- **SOURCE MATERIAL**:
>> begin

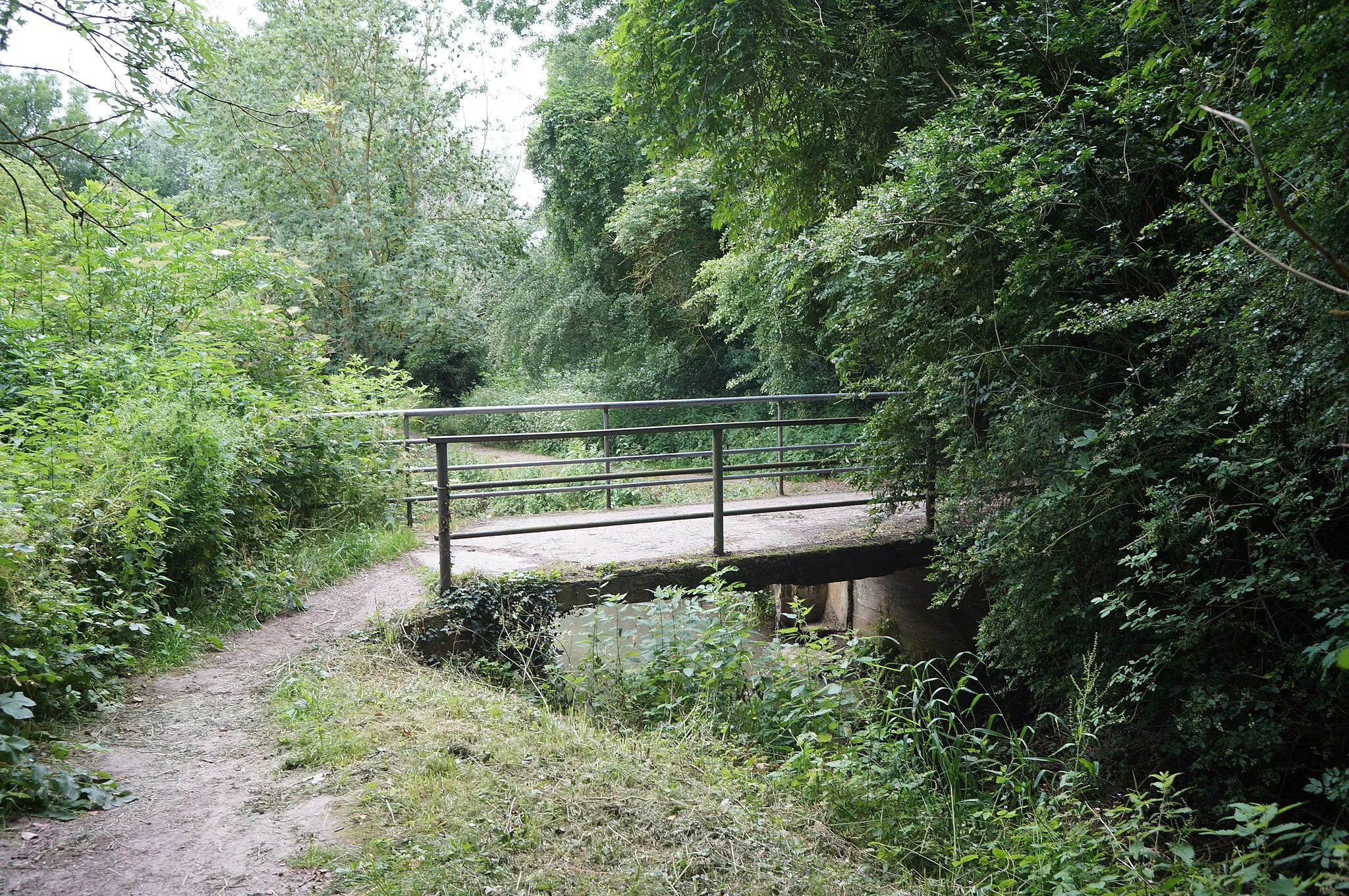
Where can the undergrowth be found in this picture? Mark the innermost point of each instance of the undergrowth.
(777, 766)
(163, 473)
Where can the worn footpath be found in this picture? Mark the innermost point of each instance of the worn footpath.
(213, 812)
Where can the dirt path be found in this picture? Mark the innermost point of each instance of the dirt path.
(215, 813)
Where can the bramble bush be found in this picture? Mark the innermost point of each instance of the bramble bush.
(158, 456)
(916, 763)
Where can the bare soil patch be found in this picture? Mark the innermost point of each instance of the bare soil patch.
(215, 812)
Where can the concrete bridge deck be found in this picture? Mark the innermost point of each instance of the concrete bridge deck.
(815, 546)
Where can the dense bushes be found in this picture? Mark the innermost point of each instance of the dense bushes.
(916, 762)
(157, 450)
(1136, 422)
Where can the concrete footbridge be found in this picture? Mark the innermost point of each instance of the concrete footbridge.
(815, 540)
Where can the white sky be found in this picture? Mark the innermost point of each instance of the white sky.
(498, 113)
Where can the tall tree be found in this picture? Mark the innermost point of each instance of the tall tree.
(360, 171)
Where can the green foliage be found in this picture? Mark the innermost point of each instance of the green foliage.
(916, 763)
(606, 293)
(1135, 422)
(795, 104)
(507, 623)
(355, 165)
(158, 454)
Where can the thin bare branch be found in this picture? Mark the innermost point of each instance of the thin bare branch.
(1267, 253)
(1341, 269)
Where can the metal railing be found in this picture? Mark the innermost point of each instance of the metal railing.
(610, 480)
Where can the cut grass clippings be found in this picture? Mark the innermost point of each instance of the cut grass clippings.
(458, 787)
(306, 560)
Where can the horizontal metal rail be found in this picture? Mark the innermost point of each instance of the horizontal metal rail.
(615, 406)
(619, 476)
(641, 430)
(610, 480)
(559, 489)
(580, 461)
(664, 517)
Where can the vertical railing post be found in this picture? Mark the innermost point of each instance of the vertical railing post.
(443, 514)
(781, 480)
(718, 529)
(408, 463)
(930, 489)
(609, 487)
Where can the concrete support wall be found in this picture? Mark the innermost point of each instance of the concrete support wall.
(897, 605)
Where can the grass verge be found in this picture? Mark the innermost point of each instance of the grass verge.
(456, 787)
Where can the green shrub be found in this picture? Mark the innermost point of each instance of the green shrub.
(916, 763)
(158, 453)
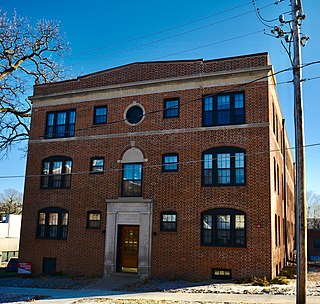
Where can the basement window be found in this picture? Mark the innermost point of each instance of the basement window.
(221, 274)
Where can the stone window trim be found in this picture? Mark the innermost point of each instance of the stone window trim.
(134, 104)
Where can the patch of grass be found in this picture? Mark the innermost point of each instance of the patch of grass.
(255, 281)
(279, 280)
(289, 272)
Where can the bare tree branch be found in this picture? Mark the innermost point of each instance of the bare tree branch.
(10, 202)
(28, 55)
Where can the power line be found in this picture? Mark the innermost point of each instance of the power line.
(159, 165)
(200, 98)
(210, 44)
(192, 100)
(160, 31)
(176, 35)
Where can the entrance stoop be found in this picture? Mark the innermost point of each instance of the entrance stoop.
(117, 281)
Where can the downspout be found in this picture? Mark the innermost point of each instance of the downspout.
(285, 189)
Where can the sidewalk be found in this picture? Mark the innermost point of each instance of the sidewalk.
(59, 296)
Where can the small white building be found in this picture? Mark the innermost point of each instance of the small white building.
(9, 237)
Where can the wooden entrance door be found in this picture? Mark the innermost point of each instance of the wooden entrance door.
(129, 248)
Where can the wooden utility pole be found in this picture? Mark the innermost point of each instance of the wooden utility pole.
(301, 231)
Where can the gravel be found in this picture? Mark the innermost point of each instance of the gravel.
(174, 286)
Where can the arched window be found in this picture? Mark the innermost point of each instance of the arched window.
(223, 227)
(223, 166)
(52, 223)
(56, 172)
(132, 172)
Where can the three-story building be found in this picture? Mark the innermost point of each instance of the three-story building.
(169, 169)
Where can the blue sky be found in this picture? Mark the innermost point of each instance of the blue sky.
(104, 34)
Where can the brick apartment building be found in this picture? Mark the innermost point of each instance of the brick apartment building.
(167, 169)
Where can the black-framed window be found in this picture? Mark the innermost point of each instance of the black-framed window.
(60, 124)
(52, 223)
(223, 166)
(93, 219)
(132, 179)
(168, 221)
(97, 165)
(316, 243)
(221, 274)
(223, 109)
(56, 172)
(171, 107)
(223, 227)
(170, 162)
(100, 115)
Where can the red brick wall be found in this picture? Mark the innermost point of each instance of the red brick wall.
(143, 71)
(174, 254)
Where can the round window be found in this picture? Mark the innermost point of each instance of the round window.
(134, 115)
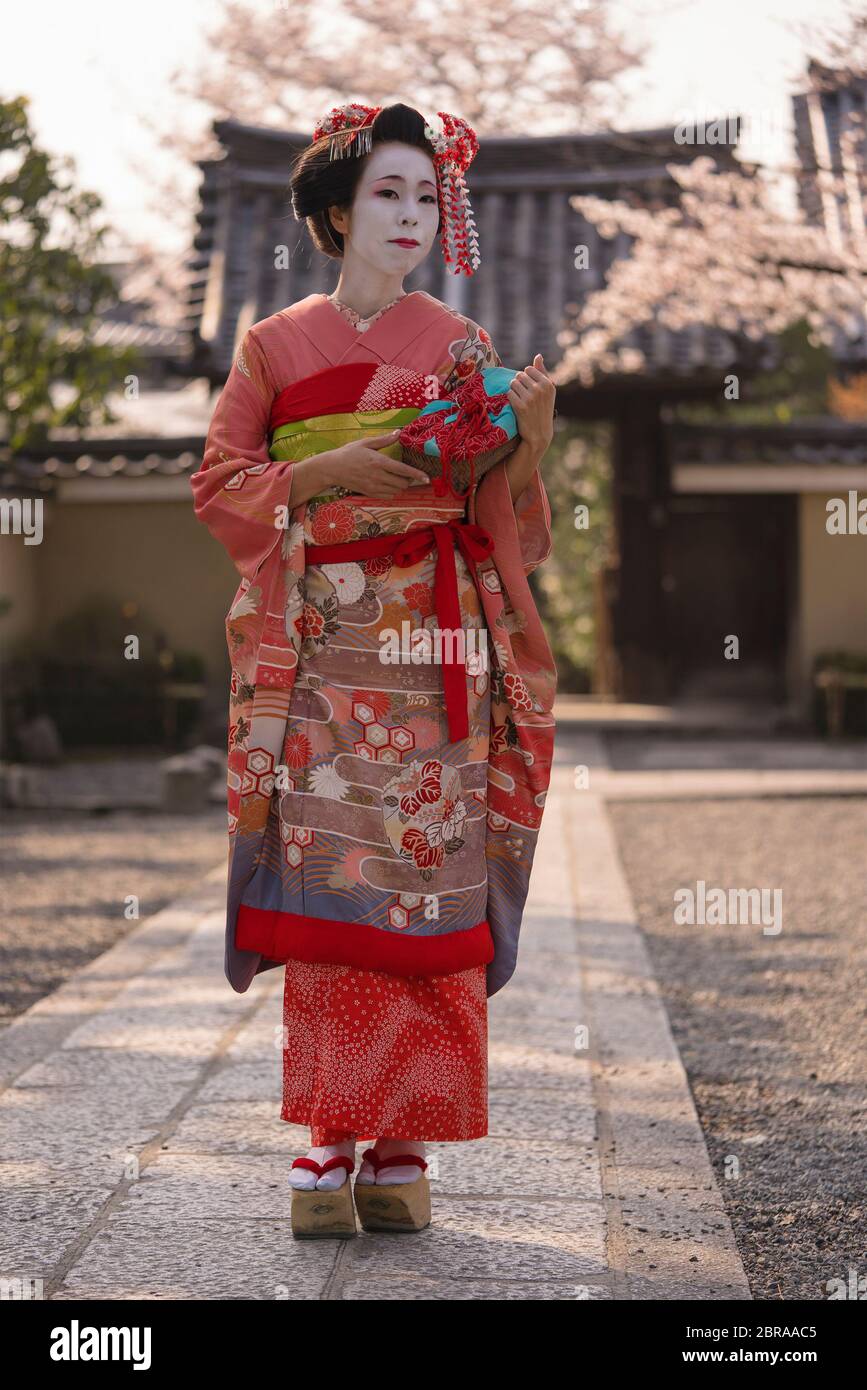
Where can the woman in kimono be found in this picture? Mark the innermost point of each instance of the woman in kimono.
(382, 813)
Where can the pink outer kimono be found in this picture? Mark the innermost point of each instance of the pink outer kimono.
(359, 831)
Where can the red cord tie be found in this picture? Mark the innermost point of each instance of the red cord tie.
(475, 544)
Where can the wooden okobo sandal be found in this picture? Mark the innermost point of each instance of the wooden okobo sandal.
(318, 1212)
(399, 1207)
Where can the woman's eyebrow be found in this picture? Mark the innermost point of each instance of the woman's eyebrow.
(403, 181)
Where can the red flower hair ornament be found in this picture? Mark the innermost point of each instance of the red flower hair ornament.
(455, 148)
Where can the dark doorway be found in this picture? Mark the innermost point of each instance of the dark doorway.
(727, 567)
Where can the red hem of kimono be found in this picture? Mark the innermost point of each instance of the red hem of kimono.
(292, 936)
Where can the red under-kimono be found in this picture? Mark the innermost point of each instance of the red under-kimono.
(398, 1048)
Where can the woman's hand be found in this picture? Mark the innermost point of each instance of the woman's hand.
(360, 467)
(531, 396)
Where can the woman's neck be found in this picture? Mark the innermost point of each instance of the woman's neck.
(367, 295)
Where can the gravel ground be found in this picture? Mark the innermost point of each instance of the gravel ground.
(65, 876)
(771, 1029)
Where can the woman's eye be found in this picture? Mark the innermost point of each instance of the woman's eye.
(384, 192)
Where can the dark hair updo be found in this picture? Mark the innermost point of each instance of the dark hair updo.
(318, 182)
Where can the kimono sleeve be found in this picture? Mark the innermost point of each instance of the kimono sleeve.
(239, 488)
(531, 508)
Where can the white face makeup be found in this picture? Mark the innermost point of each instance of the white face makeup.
(396, 198)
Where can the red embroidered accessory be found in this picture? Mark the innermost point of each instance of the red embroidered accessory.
(455, 148)
(457, 438)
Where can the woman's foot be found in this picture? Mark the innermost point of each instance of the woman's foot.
(384, 1148)
(306, 1178)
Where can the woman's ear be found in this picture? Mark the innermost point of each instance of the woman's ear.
(339, 218)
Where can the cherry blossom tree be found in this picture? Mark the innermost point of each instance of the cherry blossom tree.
(724, 257)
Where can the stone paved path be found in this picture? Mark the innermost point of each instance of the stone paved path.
(142, 1154)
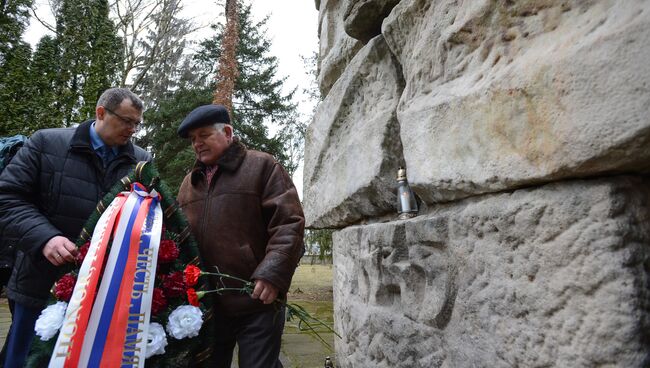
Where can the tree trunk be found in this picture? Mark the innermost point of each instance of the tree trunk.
(228, 71)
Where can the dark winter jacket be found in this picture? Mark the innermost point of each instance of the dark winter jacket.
(248, 222)
(50, 188)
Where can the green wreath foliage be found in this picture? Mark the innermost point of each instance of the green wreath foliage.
(188, 352)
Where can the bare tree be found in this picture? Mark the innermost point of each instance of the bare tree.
(152, 33)
(228, 70)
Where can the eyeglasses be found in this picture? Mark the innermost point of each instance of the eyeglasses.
(135, 125)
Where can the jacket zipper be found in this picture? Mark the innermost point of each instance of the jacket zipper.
(205, 208)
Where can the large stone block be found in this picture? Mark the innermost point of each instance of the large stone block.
(363, 18)
(336, 48)
(503, 94)
(556, 276)
(352, 149)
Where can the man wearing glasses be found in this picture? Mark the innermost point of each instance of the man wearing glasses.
(49, 190)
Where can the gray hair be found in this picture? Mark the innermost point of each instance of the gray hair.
(113, 97)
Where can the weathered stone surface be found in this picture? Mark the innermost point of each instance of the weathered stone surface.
(501, 94)
(363, 18)
(556, 276)
(336, 48)
(352, 149)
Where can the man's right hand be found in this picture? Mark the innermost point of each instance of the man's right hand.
(60, 250)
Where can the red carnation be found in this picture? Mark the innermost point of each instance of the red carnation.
(159, 302)
(168, 251)
(83, 250)
(192, 274)
(64, 287)
(192, 297)
(174, 285)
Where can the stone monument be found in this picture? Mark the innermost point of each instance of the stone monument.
(524, 127)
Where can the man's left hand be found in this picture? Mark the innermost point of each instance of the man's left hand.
(264, 291)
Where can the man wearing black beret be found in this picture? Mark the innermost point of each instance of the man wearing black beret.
(245, 213)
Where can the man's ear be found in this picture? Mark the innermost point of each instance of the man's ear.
(100, 112)
(227, 130)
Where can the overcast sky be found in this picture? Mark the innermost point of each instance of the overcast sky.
(292, 28)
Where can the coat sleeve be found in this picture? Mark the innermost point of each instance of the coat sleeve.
(286, 226)
(19, 212)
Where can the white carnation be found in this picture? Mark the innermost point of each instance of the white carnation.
(50, 320)
(156, 341)
(185, 321)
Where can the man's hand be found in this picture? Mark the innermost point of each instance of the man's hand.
(264, 291)
(60, 250)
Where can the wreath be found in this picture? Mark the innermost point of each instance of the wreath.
(180, 328)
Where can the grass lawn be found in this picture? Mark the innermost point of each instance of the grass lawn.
(312, 289)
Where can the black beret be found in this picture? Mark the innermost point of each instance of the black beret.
(202, 116)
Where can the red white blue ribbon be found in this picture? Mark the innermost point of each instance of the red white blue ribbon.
(111, 330)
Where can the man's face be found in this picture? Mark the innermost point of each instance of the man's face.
(209, 143)
(115, 127)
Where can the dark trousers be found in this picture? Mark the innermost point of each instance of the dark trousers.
(21, 333)
(257, 335)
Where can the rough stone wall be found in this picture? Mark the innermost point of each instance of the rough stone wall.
(525, 128)
(555, 276)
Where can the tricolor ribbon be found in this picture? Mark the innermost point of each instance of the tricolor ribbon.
(111, 329)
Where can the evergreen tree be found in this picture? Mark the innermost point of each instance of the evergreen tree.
(44, 75)
(160, 68)
(14, 62)
(14, 18)
(257, 100)
(15, 91)
(90, 53)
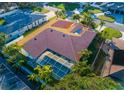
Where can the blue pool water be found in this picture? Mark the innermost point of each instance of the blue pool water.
(59, 70)
(118, 17)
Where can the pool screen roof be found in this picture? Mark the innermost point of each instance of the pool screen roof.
(17, 19)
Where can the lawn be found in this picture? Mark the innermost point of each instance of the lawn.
(95, 11)
(65, 6)
(2, 21)
(106, 18)
(41, 10)
(108, 33)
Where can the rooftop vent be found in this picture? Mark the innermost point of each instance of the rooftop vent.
(51, 30)
(35, 38)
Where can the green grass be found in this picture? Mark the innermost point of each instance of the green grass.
(2, 21)
(64, 6)
(109, 33)
(95, 11)
(106, 18)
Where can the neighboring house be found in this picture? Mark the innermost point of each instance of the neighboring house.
(13, 7)
(116, 59)
(64, 37)
(59, 45)
(114, 7)
(18, 22)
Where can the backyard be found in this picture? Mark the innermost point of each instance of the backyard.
(108, 33)
(106, 18)
(95, 11)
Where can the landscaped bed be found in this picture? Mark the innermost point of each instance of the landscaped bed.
(95, 11)
(2, 21)
(106, 18)
(108, 33)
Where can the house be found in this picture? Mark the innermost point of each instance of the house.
(59, 46)
(116, 59)
(63, 37)
(18, 22)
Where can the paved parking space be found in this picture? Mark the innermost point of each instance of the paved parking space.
(9, 81)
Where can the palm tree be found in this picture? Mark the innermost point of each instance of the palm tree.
(101, 24)
(85, 54)
(87, 7)
(123, 20)
(76, 17)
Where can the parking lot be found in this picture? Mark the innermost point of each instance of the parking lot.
(9, 81)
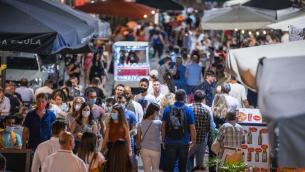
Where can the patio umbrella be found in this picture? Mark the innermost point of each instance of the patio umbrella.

>> end

- **YOUR GOAL**:
Please reproduce everything in the listing from the line containing "Where can the landscaped" down to the end of the listing, leaving out the pictures.

- **TASK ANSWER**:
Where can the landscaped bed be found in this picture? Mark the innermost point of each instance of the landscaped bed.
(95, 11)
(2, 21)
(106, 18)
(108, 33)
Where can the house be found in this picture? Mark the innermost point of each instance of the house.
(59, 46)
(116, 59)
(63, 37)
(18, 22)
Where can the paved parking space be found in this picture? Mark the innermost point of each instance of the paved parking space.
(9, 81)
Where can the palm tree be found in this picture? Mark the innermost point of each instance of the palm tree.
(101, 24)
(85, 54)
(87, 7)
(123, 20)
(76, 17)
Where can the parking lot be found in this picture? Mark the innermost point of each instance of the parking lot.
(9, 81)
Where can the patio umbrella be found in this picture? Mark the innermost point of each instance of the patio umbrella.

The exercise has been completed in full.